◆ Document source ◆
================================

L’État canadien, acteur et victime dans la nouvelle guerre froide

Depuis déjà quelques années, les États-Unis ont entrepris une vaste réorganisation de leurs stratégies pour faire face à l’« adversaire principal » qui est maintenant la Chine. Le centre de gravité géopolitique est devenu le vaste territoire de l’Asie-Pacifique. Les États-Unis y disposent d’importantes bases militaires, notamment au Japon, en Corée du Sud, aux Philippines, qui constituent autour de la Chine un gigantesque anneau de fer. Pour l’administration, le Pentagone et la CIA, il faut bloquer tout de suite l’avancement de la Chine, car d’ici 30 ans, elle aura atteint le seuil de parité sur le plan militaire. Il y a donc selon les stratèges américains une « fenêtre » d’opportunités, avant qu’il ne soit trop tard.

Le redéploiement militaire n’est qu’une partie du nouveau « grand jeu ». Il est nécessaire pour les États-Unis de freiner les efforts de Beijing pour s’introduire dans le domaine réservé de la haute technologie, de l’intelligence artificielle et du spatial, domaines où la Chine a fait de grands pas, tout en restant le centre économique le plus dynamique du monde.

================================

◆ Données affichées ◆

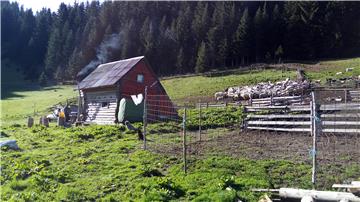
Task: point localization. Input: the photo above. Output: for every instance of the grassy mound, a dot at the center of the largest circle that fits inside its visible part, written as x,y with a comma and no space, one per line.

================================

◆ Consignes ◆
(a) Veuillez recopier mot pour mot le passage du document source en commençant par « Le redéploiement militaire » et en terminant par « dynamique du monde. ».
(b) D'après le document source, d'ici combien d'années la Chine aura-t-elle atteint le seuil de parité sur le plan militaire ?

◆ Corrigé ◆
(a)
Le redéploiement militaire n’est qu’une partie du nouveau « grand jeu ». Il est nécessaire pour les États-Unis de freiner les efforts de Beijing pour s’introduire dans le domaine réservé de la haute technologie, de l’intelligence artificielle et du spatial, domaines où la Chine a fait de grands pas, tout en restant le centre économique le plus dynamique du monde.

(b) D'ici 30 ans.